- **About this task**
Pull each line containing "words" from the data.

** Opening Data extract block **

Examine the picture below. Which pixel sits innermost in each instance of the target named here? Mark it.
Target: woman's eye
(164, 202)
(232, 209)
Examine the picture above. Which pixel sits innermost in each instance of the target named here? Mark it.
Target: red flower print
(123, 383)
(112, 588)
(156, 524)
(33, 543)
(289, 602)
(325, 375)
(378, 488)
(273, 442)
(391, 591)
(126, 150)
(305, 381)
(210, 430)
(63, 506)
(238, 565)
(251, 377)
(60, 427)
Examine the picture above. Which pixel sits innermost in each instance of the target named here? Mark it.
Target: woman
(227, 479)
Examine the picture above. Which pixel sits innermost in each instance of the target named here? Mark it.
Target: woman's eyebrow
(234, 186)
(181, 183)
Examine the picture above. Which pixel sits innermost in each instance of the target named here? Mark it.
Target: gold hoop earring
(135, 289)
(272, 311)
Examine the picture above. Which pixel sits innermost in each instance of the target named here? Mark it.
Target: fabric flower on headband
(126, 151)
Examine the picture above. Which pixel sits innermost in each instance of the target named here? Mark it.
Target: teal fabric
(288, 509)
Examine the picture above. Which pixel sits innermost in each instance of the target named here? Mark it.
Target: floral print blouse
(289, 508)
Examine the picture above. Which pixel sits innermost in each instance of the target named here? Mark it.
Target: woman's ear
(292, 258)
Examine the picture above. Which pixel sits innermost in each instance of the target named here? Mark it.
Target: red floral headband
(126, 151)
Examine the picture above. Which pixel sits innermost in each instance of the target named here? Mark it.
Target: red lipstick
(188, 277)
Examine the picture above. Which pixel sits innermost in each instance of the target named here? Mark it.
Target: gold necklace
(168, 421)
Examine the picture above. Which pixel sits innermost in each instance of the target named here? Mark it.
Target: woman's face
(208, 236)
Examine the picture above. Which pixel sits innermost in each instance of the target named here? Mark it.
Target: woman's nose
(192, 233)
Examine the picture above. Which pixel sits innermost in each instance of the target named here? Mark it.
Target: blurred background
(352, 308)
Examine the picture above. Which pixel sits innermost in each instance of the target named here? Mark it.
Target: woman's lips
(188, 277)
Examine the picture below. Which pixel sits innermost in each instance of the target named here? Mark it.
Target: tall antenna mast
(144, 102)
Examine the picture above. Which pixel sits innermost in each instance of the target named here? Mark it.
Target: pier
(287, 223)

** Closing Data extract block **
** Opening Data extract block **

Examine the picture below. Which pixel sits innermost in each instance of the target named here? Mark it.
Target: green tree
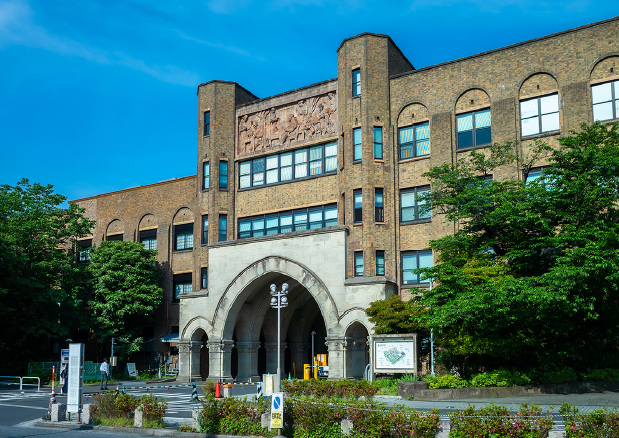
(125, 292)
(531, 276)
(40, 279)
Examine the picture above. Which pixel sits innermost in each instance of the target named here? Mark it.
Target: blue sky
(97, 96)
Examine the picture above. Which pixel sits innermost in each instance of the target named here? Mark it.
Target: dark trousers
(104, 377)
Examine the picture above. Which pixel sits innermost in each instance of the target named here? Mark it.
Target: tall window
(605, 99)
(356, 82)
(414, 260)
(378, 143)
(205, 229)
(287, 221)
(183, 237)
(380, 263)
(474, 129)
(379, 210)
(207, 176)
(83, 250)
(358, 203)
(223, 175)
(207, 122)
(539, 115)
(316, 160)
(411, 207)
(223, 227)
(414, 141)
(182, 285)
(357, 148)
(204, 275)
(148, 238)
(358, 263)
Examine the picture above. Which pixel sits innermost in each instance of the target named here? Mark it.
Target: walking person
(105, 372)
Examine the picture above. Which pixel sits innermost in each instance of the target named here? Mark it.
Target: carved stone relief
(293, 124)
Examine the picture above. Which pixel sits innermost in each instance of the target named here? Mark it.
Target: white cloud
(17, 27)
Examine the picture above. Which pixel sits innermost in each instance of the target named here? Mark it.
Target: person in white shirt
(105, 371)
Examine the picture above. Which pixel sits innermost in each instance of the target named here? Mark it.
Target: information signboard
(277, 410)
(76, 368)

** Closing Data extract block **
** Opening Data extract block **

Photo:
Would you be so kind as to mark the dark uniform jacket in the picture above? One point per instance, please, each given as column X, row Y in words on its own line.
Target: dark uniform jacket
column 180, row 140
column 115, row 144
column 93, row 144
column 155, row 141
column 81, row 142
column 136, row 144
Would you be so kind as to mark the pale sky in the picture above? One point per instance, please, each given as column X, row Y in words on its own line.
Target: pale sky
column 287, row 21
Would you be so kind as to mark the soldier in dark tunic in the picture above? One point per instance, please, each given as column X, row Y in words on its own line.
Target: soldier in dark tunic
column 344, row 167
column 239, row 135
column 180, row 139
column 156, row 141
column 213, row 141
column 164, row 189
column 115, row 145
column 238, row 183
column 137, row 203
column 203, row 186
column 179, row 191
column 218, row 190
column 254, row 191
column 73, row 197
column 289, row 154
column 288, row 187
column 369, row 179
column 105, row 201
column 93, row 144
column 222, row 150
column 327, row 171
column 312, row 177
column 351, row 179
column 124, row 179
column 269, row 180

** Closing Data extract block **

- **Written answer**
Would you be so kind as to mark the dark uniform jacket in the picture above? One point per instance, please, each given as column X, row Y in words on its own line.
Would you be so kind as to mark the pale sky in the picture above? One point per instance, please, each given as column X, row Y in words on its own line.
Would you be so kind as to mark the soldier in dark tunic in the picture above? One point per instance, please, each given as column X, row Y in words on its own line.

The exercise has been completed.